[A run of records]
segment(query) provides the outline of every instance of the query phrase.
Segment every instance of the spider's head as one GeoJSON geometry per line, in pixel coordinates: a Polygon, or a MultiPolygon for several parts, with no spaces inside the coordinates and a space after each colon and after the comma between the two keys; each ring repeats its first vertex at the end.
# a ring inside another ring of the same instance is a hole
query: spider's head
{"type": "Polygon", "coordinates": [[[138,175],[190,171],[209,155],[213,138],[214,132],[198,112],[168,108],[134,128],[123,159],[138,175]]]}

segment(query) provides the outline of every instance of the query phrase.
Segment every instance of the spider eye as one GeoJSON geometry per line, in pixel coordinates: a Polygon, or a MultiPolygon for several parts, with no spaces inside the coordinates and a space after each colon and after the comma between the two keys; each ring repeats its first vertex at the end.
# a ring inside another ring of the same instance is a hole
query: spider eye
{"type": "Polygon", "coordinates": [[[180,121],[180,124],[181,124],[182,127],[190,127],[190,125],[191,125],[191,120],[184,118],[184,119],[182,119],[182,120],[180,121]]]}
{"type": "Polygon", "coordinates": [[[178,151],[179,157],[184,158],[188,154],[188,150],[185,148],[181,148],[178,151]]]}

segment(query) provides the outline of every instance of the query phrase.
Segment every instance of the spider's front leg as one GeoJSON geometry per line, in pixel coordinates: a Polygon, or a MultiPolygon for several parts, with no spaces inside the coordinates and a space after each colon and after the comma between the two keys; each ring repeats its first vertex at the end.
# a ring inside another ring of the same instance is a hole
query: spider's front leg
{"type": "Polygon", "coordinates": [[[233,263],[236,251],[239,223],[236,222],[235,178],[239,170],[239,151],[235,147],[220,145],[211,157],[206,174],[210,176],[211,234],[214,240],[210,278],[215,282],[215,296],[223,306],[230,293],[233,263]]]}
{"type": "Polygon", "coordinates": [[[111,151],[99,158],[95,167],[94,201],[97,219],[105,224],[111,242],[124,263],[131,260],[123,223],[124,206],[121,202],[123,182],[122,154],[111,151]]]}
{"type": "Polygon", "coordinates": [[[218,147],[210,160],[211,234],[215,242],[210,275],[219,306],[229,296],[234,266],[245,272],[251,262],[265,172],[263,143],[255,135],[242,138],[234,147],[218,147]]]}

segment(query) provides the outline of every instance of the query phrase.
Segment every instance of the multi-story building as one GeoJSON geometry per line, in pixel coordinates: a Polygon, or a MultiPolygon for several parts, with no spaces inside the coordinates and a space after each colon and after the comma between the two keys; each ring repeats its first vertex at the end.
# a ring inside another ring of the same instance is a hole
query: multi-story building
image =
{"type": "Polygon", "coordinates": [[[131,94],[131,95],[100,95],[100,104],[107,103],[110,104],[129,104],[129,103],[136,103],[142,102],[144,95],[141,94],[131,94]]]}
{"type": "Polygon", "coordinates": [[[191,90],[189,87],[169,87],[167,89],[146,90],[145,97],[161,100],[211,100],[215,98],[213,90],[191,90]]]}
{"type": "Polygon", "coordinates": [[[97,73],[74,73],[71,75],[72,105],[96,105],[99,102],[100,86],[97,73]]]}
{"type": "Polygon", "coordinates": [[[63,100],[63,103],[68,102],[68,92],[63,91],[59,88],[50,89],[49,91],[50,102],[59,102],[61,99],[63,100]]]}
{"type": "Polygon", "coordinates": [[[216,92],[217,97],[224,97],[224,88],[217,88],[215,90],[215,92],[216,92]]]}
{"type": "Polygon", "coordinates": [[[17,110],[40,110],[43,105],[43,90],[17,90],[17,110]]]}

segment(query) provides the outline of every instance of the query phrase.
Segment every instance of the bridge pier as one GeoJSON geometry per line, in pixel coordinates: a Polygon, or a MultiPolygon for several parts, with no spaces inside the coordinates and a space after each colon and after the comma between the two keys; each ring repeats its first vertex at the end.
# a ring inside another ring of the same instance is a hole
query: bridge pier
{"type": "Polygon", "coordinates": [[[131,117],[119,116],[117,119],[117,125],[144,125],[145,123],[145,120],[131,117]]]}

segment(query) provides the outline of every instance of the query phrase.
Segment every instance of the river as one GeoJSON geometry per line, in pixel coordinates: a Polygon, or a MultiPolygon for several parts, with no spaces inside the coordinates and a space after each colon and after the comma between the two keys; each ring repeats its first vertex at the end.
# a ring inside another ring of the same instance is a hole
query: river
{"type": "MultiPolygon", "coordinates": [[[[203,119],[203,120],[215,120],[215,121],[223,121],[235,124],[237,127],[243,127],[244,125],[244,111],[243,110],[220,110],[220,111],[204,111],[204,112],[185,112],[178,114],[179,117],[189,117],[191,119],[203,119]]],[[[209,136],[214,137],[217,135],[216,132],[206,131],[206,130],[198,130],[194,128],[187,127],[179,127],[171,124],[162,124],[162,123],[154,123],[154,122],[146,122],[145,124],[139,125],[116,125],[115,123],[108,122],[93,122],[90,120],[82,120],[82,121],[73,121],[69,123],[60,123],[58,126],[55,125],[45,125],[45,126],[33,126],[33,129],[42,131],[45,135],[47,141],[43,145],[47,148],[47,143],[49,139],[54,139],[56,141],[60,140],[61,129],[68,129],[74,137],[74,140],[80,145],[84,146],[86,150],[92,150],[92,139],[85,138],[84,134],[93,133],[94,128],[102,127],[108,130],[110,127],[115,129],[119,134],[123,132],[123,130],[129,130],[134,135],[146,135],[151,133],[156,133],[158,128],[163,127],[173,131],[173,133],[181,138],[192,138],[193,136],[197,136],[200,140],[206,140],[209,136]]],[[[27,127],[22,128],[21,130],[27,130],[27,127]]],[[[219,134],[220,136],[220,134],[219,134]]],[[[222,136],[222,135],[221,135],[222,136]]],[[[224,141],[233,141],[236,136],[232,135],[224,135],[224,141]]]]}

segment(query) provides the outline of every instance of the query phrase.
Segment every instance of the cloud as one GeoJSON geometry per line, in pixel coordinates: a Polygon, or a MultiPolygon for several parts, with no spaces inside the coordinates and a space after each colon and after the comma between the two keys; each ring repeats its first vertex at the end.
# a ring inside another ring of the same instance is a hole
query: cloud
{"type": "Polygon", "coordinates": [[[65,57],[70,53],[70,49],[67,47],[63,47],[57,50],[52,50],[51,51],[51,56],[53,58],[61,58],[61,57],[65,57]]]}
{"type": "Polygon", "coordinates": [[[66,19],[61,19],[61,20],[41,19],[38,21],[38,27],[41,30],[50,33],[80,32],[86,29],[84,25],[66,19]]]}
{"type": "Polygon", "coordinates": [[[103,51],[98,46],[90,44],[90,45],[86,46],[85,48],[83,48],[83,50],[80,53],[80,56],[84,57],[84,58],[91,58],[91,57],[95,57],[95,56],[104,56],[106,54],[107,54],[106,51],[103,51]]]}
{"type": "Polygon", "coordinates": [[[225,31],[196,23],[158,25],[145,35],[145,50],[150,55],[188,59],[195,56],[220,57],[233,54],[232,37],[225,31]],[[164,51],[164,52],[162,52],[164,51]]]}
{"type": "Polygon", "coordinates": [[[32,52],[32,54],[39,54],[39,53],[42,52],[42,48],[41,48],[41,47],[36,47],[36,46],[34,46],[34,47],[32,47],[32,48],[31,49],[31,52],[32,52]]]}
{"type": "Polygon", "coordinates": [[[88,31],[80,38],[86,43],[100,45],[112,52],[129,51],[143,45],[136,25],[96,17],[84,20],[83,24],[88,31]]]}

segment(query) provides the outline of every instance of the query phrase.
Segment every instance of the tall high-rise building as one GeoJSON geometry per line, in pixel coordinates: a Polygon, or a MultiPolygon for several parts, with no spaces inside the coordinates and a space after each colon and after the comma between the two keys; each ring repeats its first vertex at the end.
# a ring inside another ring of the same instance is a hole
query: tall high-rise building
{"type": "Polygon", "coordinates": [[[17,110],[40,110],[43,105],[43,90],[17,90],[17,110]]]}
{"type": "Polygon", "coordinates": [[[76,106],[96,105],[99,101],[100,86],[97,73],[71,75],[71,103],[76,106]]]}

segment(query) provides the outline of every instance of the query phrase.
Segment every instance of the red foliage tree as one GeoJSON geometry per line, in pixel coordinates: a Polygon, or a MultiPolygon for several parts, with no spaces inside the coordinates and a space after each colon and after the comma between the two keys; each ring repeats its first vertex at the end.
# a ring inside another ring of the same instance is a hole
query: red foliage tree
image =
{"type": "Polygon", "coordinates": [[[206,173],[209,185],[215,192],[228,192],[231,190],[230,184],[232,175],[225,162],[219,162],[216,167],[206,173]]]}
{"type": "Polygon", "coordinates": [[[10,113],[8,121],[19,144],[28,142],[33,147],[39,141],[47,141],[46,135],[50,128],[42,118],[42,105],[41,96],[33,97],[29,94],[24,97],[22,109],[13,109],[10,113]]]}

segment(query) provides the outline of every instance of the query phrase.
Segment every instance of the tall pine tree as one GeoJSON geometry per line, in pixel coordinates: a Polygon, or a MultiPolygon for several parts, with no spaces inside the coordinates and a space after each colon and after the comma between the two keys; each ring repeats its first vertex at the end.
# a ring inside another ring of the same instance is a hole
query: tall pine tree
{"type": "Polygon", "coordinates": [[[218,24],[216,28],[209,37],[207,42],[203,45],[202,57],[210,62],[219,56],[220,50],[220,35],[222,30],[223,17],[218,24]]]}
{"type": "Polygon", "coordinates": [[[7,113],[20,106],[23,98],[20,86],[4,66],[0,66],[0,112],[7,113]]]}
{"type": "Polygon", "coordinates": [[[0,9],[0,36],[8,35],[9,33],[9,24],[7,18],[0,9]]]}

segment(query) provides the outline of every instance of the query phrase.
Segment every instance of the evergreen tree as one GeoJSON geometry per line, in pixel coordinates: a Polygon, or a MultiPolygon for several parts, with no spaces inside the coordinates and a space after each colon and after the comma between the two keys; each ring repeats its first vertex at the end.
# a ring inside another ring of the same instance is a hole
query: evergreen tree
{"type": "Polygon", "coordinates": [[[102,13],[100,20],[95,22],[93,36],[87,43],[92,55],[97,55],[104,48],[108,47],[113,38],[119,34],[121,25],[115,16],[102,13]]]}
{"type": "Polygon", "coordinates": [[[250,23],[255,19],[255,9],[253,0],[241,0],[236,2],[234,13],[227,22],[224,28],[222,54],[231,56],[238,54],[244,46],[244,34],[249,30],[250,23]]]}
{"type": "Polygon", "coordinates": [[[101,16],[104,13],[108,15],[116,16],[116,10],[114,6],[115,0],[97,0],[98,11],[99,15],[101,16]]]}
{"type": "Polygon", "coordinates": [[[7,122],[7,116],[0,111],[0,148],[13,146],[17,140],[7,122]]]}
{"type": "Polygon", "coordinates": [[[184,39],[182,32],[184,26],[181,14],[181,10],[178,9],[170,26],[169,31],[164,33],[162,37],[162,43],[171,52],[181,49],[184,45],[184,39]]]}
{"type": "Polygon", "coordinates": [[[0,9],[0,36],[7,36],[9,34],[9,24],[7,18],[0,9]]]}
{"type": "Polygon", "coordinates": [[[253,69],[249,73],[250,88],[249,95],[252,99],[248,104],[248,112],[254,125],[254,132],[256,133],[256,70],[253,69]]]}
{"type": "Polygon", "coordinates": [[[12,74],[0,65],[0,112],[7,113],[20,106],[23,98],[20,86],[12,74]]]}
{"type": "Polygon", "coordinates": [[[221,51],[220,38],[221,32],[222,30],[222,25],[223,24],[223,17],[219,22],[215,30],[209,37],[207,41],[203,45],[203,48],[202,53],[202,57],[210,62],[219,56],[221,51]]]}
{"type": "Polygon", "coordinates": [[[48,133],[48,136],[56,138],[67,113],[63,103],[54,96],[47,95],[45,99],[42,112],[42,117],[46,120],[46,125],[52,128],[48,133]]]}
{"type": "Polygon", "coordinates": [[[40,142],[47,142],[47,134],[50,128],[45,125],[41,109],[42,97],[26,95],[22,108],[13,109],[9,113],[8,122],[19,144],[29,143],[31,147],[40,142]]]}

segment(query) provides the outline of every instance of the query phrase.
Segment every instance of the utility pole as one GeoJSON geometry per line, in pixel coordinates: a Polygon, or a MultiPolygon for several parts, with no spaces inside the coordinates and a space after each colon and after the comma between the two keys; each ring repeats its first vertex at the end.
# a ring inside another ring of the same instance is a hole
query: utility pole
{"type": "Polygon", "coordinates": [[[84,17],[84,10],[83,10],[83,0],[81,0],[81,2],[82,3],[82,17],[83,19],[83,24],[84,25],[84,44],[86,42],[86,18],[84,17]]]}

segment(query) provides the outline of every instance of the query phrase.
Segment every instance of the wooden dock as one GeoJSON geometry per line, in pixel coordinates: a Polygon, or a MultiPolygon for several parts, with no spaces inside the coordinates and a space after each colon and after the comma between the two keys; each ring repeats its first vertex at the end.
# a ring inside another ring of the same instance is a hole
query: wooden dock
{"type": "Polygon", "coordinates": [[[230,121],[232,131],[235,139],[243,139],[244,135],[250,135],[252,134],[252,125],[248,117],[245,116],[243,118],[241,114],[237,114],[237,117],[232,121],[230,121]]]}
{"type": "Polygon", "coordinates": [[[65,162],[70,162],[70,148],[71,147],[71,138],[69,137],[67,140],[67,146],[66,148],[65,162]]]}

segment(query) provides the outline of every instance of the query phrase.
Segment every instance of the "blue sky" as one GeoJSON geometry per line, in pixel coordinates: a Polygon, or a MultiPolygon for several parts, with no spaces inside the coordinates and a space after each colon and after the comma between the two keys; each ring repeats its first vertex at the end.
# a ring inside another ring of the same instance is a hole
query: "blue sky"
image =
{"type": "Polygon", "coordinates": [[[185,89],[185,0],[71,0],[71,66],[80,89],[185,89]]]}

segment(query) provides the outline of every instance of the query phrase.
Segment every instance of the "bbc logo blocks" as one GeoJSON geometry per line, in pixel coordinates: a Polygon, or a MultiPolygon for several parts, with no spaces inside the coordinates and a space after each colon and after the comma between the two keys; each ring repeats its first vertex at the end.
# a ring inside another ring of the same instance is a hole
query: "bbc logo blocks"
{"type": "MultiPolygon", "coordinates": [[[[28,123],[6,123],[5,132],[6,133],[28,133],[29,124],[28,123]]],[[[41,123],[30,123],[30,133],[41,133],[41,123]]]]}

» **WORK TO DO**
Find each line in the data above that contains the word "head", and copy those lines out.

» **ANSWER**
Segment every instance of the spider's head as one GeoJSON geometry per line, in pixel coordinates: a Polygon, or a MultiPolygon for several parts, with no spaces inside the coordinates and a space after each colon and after the comma between the two keys; each ring repeats its first vertex at the end.
query: spider's head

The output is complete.